=== Selected text ===
I came across this cool project for a “[Follow Me Cooler](https://github.com/HackerShackOfficial/ ... /README.md)” that uses Bluetooth on an Arduino and old version of the Blynk platform. Since Blynk no longer supports Bluetooth, I am trying to substitute a NodeMCU 12e (ESP8266) with Wi-Fi to do the same thing.

I’ve added all required code to access the Blynk cloud and I can get a WiFi signal. All my devices are wired correctly. However, all I see in the serial monitor is this shown below.

10:24:38.079 ->

10:24:38.079 -> ets Jan 8 2013,rst cause:4, boot mode:(3,6)
=== Data lines ===
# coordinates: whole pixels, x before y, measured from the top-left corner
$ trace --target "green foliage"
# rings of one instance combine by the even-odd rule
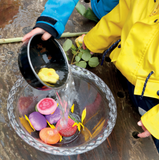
===
[Written task A]
Answer these questions about the forum post on the Follow Me Cooler, which appears above the listing:
(i) What board is the writer using in place of the Arduino?
(ii) Which platform no longer supports Bluetooth?
(iii) What boot mode does the serial monitor output show?
[Written task B] Extend the forum post on the Follow Me Cooler from its last line.

[Exercise result A]
(i) A NodeMCU 12e (ESP8266)
(ii) Blynk
(iii) (3,6)

[Exercise result B]
10:24:38.079 ->

10:24:38.079 -> wdt reset

10:24:38.079 -> load 0x4010f000, len 3460, room 16

10:24:38.079 -> tail 4

10:24:38.079 -> chksum 0xcc

10:24:38.079 -> load 0x3fff20b8, len 40, room 4

10:24:38.079 -> tail 4

10:24:38.079 -> chksum 0xc9

10:24:38.126 -> csum 0xc9

10:24:38.126 -> v000499b0

10:24:38.126 -> ~ld

10:24:38.173 -> ------------------------------------

10:24:38.173 -> Sensor: HMC5883

10:24:38.173 -> Driver Ver: 1

10:24:38.173 -> Unique ID: 12345

10:24:38.173 -> Max Value: 800.00 uT

10:24:38.173 -> Min Value: -800.00 uT

10:24:38.173 -> Resolution: 0.20 uT

10:24:38.173 -> ------------------------------------

10:24:38.173 ->

Has anyone ever tried this? If so, what changes do you recommend? Below is my actual code. Any help is greatly appreacited.

Thank you.

//Blynk Template settings
#define BLYNK_TEMPLATE_ID "BLYNK_TEMPLATE_ID"
#define BLYNK_DEVICE_NAME "Cooler Quickstart Template"
#define BLYNK_AUTH_TOKEN "BLYNK_AUTH_TOKEN"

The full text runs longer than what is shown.